» **COMPITI DA SVOLGERE**
A – Estrai dal testo sul bridge, parola per parola, tutto da "Secondo fonti del" fino a "negli anni ’60-’70.".
B – Elenca, per favore, tutte le persone citate per nome nel testo sul bridge.

La riabilitazione delle star del bridge

Chi non gioca a bridge non sa cosa perde nella vita», amava dire l’attore Omar Sharif, che si intendeva dell’argomento. Claudio Nunes e Fulvio Fantoni, i due più forti giocatori italiani della specialità, sicuramente sanno cosa hanno perso negli ultimi tre anni, in cui sono stati costretti a restare lontani dai tavoli di gioco. Nel 2015 un avversario norvegese li ha accusati di barare utilizzando un sistema semplice ma efficace per comunicare fra di loro: se uno posava una carta in senso verticale, significava che ne aveva in mano un’altra buona dello stesso seme; se la posava in orizzontale, voleva dire che non ne aveva. «Il più grave scandalo nella storia del bridge», lo definì il Times di Londra, una volta tanto non brillando per understatement: il titolo era casomai un po’ esagerato, perché la polemica, riferita a un campionato europeo in cui il duo italiano si era piazzato al secondo posto, non è stata certo l’unica.
L’articolo conteneva anche l’ombra di un conflitto d’interessi: al torneo aveva partecipato il columnist di bridge del quotidiano britannico. Uscendone sconfitto anche lui, naturalmente. Il fatto riguardava tuttavia due celebrità in questo campo: Nunes e Fantoni sono stati più volte campioni del mondo. Tuttora sono considerati i due giocatori di bridge più forti della terra.
L’accusa di essere bari ha avuto conseguenze serissime: la European Bridge League ha aperto un’inchiesta, altre federazioni hanno seguito l’esempio, ben presto i due sono finiti all’indice, lontani dal gioco che per loro è una professione a tempo pieno (nella squadra del Principato di Monaco).
«Risponderò in sede appropriata», si limitò a dire Fantoni. Ci sono voluti tre anni di ricorsi, indagini e processi, ma alla fine la risposta è arrivata: il Tribunale Arbitrale dello Sport di Losanna ha dato ragione ai due italiani, annullando le precedenti condanne. Le prove sono state giudicate inconsistenti, i periti dell’accusa si sono spesso contraddetti, perfino il pubblico ministero ha caldeggiato l’assoluzione. «È la conclusione di un incubo», ha commentato Fantoni, brindando insieme al compagno di giochi, quando è arrivata la sentenza che li ha riabilitati. «Non siamo imbroglioni, non abbiamo mai vinto con il trucco», gli ha fatto eco Nunes. Aspettano a fare dichiarazioni pubbliche su consiglio del loro avvocato, ma solo perché la federazione Usa è l’ultima che, in base del verdetto di Losanna, deve ancora riabilitarli e riammetterli ai tornei negli Stati Uniti. Una formalità.
Secondo fonti del bridge tricolore, dietro il clamoroso “j’accuse” di avere barato c’era in realtà l’invidia di giocatori di altre nazionalità, in particolare americani, che non perdono occasione per cercare di mettere gli italiani in cattiva luce, come già avvenuto contro il famoso Blue Team, la squadra azzurra che dominò negli anni ’60-’70.

» **INFORMAZIONI RIPORTATE**
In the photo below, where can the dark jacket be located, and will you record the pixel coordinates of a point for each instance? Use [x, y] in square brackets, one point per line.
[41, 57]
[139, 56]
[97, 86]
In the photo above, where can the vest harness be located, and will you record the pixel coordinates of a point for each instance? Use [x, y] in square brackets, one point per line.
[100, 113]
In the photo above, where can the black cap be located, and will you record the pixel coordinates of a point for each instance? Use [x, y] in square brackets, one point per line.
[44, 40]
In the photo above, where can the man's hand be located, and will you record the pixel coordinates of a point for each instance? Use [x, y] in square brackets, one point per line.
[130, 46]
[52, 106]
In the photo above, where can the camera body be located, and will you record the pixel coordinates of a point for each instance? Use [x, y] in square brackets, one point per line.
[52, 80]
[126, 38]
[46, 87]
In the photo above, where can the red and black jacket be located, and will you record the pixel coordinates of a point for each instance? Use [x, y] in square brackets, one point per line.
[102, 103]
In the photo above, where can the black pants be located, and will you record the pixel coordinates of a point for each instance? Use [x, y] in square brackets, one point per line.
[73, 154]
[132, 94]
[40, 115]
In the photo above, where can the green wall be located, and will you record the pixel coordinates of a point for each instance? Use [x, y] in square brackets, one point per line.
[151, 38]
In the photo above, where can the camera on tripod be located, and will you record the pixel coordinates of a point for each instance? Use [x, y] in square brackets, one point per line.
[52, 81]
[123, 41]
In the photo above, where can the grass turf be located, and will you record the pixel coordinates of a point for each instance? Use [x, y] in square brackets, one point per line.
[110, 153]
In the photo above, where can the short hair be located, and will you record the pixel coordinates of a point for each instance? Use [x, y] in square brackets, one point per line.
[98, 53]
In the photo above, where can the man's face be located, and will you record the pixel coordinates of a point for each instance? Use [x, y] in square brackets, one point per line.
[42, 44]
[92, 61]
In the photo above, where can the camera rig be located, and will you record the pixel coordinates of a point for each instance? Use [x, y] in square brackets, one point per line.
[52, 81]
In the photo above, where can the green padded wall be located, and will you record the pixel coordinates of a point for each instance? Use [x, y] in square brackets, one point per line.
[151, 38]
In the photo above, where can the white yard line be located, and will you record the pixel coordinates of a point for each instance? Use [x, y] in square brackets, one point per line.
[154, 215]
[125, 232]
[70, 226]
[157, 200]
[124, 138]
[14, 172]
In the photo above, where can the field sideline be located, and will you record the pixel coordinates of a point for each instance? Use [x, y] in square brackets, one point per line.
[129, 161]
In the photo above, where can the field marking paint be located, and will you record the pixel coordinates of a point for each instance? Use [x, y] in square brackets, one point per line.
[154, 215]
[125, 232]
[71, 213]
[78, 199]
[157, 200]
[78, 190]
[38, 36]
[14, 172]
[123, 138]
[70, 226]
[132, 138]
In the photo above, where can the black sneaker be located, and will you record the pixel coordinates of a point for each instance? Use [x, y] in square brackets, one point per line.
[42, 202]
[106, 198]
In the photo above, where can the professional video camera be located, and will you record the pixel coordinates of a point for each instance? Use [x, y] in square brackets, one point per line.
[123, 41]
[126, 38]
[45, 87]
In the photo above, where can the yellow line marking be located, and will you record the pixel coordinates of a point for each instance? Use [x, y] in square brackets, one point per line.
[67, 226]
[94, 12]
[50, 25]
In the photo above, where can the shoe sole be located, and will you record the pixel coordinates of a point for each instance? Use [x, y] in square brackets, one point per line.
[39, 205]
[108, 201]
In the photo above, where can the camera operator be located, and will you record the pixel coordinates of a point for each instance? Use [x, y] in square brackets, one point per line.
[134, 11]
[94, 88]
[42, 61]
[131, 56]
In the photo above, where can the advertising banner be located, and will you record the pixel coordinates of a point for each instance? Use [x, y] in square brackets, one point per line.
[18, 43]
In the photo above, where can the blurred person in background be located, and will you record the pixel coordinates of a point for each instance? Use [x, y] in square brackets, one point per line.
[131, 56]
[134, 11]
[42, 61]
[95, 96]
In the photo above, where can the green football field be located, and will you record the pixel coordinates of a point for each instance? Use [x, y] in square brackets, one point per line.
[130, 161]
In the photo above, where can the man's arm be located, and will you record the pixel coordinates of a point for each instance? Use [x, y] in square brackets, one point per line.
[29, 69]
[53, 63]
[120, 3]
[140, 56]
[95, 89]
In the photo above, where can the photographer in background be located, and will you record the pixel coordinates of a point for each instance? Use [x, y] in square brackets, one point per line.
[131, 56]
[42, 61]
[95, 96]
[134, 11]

» **LE SOLUZIONI**
A –
Secondo fonti del bridge tricolore, dietro il clamoroso “j’accuse” di avere barato c’era in realtà l’invidia di giocatori di altre nazionalità, in particolare americani, che non perdono occasione per cercare di mettere gli italiani in cattiva luce, come già avvenuto contro il famoso Blue Team, la squadra azzurra che dominò negli anni ’60-’70.

B – Omar Sharif, Claudio Nunes, Fulvio Fantoni